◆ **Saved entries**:

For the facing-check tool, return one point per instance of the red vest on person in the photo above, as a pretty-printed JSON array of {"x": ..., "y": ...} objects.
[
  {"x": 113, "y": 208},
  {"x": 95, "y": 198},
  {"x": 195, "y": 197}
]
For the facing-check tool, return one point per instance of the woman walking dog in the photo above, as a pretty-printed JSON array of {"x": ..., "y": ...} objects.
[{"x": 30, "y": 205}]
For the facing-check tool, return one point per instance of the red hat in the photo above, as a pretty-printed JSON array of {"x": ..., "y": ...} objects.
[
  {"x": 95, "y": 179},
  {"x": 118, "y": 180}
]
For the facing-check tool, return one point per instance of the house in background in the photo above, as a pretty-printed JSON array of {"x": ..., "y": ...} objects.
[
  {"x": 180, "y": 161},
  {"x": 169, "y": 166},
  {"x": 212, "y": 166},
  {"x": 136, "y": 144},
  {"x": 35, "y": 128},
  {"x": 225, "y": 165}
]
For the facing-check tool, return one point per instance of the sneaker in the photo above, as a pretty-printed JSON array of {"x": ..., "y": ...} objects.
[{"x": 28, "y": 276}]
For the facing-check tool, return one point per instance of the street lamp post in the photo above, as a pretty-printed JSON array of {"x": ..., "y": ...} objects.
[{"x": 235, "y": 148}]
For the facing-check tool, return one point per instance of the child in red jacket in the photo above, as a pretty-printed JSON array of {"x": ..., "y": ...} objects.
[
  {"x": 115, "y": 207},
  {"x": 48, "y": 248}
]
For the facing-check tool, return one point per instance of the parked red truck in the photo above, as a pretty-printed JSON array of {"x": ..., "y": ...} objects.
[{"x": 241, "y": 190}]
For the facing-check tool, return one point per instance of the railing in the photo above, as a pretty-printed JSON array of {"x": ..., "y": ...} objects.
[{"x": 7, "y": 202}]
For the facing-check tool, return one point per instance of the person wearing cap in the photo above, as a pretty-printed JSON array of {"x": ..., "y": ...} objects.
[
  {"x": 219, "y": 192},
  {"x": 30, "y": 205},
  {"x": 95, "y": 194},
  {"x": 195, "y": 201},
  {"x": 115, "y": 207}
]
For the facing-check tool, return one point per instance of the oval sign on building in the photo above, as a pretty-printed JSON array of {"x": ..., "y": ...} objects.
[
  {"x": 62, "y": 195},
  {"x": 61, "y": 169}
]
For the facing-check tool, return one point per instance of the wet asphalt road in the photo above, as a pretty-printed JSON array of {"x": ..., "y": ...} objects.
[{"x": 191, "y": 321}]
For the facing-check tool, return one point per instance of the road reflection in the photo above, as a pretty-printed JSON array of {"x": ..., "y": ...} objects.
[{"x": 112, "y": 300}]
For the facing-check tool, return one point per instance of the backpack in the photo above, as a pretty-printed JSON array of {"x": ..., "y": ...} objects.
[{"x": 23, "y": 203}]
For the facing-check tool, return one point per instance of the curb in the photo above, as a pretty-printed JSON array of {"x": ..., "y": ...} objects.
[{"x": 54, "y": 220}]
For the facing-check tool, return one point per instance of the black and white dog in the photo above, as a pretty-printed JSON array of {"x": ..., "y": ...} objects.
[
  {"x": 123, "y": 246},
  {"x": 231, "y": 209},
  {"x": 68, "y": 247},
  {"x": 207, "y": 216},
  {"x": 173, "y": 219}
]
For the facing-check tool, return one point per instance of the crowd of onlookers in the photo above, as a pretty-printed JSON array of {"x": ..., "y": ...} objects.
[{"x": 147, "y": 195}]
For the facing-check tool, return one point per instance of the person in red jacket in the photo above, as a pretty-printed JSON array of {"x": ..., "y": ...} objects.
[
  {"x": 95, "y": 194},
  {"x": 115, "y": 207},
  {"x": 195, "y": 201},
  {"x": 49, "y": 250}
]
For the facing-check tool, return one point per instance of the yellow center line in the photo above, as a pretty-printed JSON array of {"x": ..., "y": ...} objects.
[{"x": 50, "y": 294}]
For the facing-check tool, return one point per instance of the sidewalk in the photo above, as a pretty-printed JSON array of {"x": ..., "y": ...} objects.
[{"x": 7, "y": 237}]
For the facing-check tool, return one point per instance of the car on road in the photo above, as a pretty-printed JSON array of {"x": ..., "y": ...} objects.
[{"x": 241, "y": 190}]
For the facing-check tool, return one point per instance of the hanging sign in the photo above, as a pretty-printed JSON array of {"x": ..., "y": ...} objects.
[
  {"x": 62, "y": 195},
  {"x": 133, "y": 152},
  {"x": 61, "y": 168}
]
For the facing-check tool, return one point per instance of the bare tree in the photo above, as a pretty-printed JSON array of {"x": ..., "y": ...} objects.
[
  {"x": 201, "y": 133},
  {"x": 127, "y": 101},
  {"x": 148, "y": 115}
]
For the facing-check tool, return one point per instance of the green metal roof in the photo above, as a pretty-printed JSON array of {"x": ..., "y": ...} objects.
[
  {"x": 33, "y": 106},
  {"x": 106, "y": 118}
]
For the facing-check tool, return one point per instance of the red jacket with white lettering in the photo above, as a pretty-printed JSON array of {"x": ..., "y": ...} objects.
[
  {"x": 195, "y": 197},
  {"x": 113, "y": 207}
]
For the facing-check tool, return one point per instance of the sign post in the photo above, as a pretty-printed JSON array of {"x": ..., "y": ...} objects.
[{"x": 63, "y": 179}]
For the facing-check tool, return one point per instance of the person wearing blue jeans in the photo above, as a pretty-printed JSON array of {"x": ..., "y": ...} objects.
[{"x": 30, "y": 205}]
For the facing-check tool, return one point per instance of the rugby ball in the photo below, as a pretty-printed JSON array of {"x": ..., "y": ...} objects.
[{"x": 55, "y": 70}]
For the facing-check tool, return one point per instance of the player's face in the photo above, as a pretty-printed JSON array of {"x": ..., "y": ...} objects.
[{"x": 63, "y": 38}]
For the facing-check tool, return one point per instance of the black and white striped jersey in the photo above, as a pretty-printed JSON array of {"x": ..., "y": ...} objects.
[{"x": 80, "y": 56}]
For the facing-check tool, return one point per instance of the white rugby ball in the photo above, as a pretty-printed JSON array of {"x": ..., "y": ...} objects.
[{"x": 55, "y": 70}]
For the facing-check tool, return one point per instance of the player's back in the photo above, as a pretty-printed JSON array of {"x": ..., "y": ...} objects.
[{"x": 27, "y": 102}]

◆ **What to work on**: Exact transcription of the records is all that is wanted.

◆ **Solution for this task**:
For the facing-check tool, return one point per instance of the red vest on person in the photo above, as a pretty-printed JSON array of {"x": ..., "y": ...} objects.
[
  {"x": 113, "y": 208},
  {"x": 95, "y": 198},
  {"x": 195, "y": 197}
]
For the facing-check tool, return one point per instance of the woman walking dog in the photo above, as a pretty-printed JSON array of {"x": ..., "y": ...} objects.
[{"x": 30, "y": 205}]
For the facing-check tool, return one point per instance of the red hat in the photo above, as a pretty-printed JSON array of {"x": ..., "y": ...} objects.
[
  {"x": 95, "y": 179},
  {"x": 118, "y": 180}
]
For the facing-check tool, return one point per instance of the house in background in the photo above, as a pretty-printed JSON array of {"x": ..., "y": ...} objects.
[
  {"x": 180, "y": 161},
  {"x": 169, "y": 166},
  {"x": 212, "y": 166},
  {"x": 136, "y": 144},
  {"x": 35, "y": 128},
  {"x": 225, "y": 165}
]
For the facing-check tool, return one point per instance of the sneaker in the photo above, as a pretty-printed JSON array of {"x": ..., "y": ...} objects.
[{"x": 28, "y": 276}]
For the facing-check tool, return one point per instance of the street lamp post in the photo above, as a pretty-printed JSON array of {"x": ..., "y": ...} objects.
[{"x": 235, "y": 148}]
For the facing-check tool, return one point per instance of the child in red jacket in the photo above, as a pretty-printed JSON array of {"x": ..., "y": ...} objects.
[
  {"x": 115, "y": 207},
  {"x": 48, "y": 248}
]
For the facing-check tool, return one point per instance of the parked red truck in the photo above, as a pretty-printed JSON array of {"x": ..., "y": ...} objects.
[{"x": 241, "y": 190}]
For the facing-check tool, return one point per instance of the railing in the photo above, as a pretty-printed JSON array of {"x": ..., "y": ...} objects.
[{"x": 7, "y": 202}]
For the facing-check tool, return one point per instance of the person wearing cap in the photo above, as a pretty-printed JSON array of {"x": ..., "y": ...} objects.
[
  {"x": 219, "y": 192},
  {"x": 30, "y": 205},
  {"x": 95, "y": 194},
  {"x": 195, "y": 201},
  {"x": 115, "y": 207}
]
For the facing-check tool, return one point per instance of the oval sign on building in the photo above, as a pretty-printed JSON array of {"x": ..., "y": ...} objects.
[
  {"x": 62, "y": 195},
  {"x": 61, "y": 169}
]
For the facing-check tool, return one point per instance of the wet asphalt road in the photo above, as a pretty-printed JSON array of {"x": ..., "y": ...} objects.
[{"x": 191, "y": 321}]
For the facing-check tool, return one point per instance of the road reflection in the photo above, as a pretty-printed JSON array of {"x": ..., "y": ...} objects.
[{"x": 112, "y": 300}]
For the facing-check tool, return one point per instance of the backpack in the photo above, as a pretty-printed JSON array of {"x": ..., "y": ...} objects.
[{"x": 23, "y": 203}]
For the facing-check tool, return one point per instance of the curb in the photo above, as a pretty-printed JSON array of {"x": ..., "y": ...} objects.
[{"x": 54, "y": 220}]
For the facing-check tool, return one point per instance of the black and white dog in the photo above, as a pretty-printed JSON array of {"x": ..., "y": ...} objects.
[
  {"x": 123, "y": 246},
  {"x": 231, "y": 209},
  {"x": 68, "y": 247},
  {"x": 207, "y": 216},
  {"x": 173, "y": 219}
]
For the facing-check tool, return one point per instance of the crowd of onlookers in the photo above, as a pretty-printed JSON array of {"x": ..., "y": ...} objects.
[{"x": 147, "y": 195}]
For the facing-check tool, return one point per instance of the person in red jacket in the photo above, as a pretty-printed JSON array of {"x": ..., "y": ...} objects.
[
  {"x": 95, "y": 194},
  {"x": 115, "y": 207},
  {"x": 195, "y": 201},
  {"x": 49, "y": 250}
]
For the facing-check tool, return one point per instance of the yellow center line in the photo above, as a pretty-printed JSON array of {"x": ..., "y": ...} objects.
[{"x": 50, "y": 294}]
For the facing-check tool, return one point per instance of the sidewalk in the photo above, as a pretty-printed JSON array of {"x": ..., "y": ...} objects.
[{"x": 7, "y": 237}]
For the facing-check tool, return one point per instance of the car on road in the photo above, as a pretty-printed JSON array of {"x": ..., "y": ...} objects.
[{"x": 241, "y": 190}]
For the facing-check tool, return one point per instance of the hanging sign in the photo above, as a pretty-printed JSON array of {"x": ..., "y": ...} objects.
[
  {"x": 62, "y": 195},
  {"x": 133, "y": 152},
  {"x": 61, "y": 168}
]
For the facing-check tool, return one point per instance of the bare tree in the photo above, as a pretty-printed JSON array of {"x": ..., "y": ...} objects.
[
  {"x": 201, "y": 133},
  {"x": 127, "y": 101},
  {"x": 148, "y": 115}
]
For the facing-check tool, return one point per instance of the green metal roof in the photo above, as a pretty-printed JSON array of {"x": ..., "y": ...} objects.
[
  {"x": 33, "y": 106},
  {"x": 106, "y": 118}
]
For the facing-check tool, return one point per instance of the red jacket with white lettering in the photo above, as a pretty-printed JSON array of {"x": ..., "y": ...} objects.
[
  {"x": 195, "y": 197},
  {"x": 113, "y": 207}
]
For the facing-check tool, return one point per instance of the sign post in the photo above, as a pretty-printed JSON array of {"x": ..., "y": ...} objects.
[{"x": 63, "y": 179}]
For the facing-check tool, return one point per instance of the person wearing blue jeans in the photo above, as a pretty-printed JSON array of {"x": ..., "y": ...} objects.
[{"x": 30, "y": 205}]
For the facing-check tool, return one point per instance of the rugby ball in the photo below, as a pretty-printed JSON array of {"x": ..., "y": ...} objects.
[{"x": 55, "y": 70}]
For the facing-check tool, return one point per instance of the player's face in the photo above, as a pretty-printed JSON array of {"x": ..., "y": ...} objects.
[{"x": 63, "y": 38}]
For the facing-check tool, return one point per instance of the black and white striped jersey in the photo above, as a pretty-printed JSON array of {"x": ..., "y": ...} objects.
[{"x": 80, "y": 56}]
For the facing-check tool, return one point per instance of the white rugby ball in the photo above, as a pretty-printed JSON array of {"x": ..., "y": ...} objects.
[{"x": 55, "y": 70}]
For the facing-check tool, return one point per instance of the player's back in the photo above, as a pretty-printed JSON array of {"x": ..., "y": ...} objects.
[{"x": 27, "y": 102}]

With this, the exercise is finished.